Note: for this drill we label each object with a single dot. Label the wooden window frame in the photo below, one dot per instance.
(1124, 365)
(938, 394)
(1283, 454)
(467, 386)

■ ■ ■

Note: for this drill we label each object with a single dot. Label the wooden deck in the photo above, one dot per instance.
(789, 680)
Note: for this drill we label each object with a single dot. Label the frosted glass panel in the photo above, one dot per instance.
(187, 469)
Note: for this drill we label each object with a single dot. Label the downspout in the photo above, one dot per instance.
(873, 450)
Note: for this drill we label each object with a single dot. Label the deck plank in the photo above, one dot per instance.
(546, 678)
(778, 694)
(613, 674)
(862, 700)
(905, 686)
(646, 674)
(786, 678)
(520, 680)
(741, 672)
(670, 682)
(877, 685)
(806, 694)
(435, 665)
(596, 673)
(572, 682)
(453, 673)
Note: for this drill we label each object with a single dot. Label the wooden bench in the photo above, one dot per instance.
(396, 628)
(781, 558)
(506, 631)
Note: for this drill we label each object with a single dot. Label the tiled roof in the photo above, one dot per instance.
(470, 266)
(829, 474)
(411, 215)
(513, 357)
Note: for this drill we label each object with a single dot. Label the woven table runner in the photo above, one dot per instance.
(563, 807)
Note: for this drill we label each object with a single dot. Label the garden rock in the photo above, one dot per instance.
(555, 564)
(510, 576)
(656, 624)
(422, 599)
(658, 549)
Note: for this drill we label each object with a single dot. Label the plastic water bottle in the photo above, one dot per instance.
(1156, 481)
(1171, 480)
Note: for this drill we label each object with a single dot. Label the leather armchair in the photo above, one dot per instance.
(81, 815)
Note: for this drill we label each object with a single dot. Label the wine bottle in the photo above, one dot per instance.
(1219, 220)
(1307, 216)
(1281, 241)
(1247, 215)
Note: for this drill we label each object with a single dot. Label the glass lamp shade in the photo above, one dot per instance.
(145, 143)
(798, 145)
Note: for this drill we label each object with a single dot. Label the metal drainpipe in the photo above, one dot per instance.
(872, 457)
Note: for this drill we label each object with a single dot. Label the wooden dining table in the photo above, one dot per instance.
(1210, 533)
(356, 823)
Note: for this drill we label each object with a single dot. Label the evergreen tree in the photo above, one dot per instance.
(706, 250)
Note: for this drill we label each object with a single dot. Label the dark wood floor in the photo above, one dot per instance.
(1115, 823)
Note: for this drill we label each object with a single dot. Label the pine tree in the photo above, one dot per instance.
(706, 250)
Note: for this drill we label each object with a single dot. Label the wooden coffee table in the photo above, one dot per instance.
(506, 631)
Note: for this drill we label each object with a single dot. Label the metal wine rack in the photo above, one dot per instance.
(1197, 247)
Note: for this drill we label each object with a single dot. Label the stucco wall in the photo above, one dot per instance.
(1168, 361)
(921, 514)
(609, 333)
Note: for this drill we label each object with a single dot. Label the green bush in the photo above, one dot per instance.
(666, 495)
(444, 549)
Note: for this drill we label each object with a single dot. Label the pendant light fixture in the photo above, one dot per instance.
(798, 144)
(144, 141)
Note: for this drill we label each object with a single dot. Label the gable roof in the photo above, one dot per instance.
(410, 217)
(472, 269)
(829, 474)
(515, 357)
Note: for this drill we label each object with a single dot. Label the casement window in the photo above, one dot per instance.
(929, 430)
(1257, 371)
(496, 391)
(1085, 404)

■ ■ ■

## [Do this]
Write out, unchanged, the lines from the one containing "the wooden coffee" through the one containing "(1085, 404)", including both of those lines.

## [Output]
Note: for this drill we label each object with a single dot. Label the wooden coffee table in the photo above, one dot per instance.
(506, 631)
Note: for this drill we label each object with a single dot. Label the metal wine rack in the photo above, one dot per instance.
(1197, 247)
Note: for this drill we label each object with a single dot. Label the stucco wall in the photo above, one dot per instance.
(1168, 361)
(921, 514)
(609, 333)
Note: for this drill we label each object with a single dot. Label the green bush in the photo above, one dot per instance.
(666, 495)
(444, 549)
Note: for this drill we label each object with a single dot. Label the pendant light fixture in the photo above, one dot per instance.
(798, 144)
(144, 141)
Note: for this drill we label each object with a single dot. Label the gable roof in the photo above, one dot per instance.
(410, 217)
(472, 269)
(829, 474)
(515, 357)
Note: for this drill we label each object with a single dot. Label the casement window in the photo above, one dot per instance.
(929, 430)
(1257, 371)
(496, 391)
(1085, 404)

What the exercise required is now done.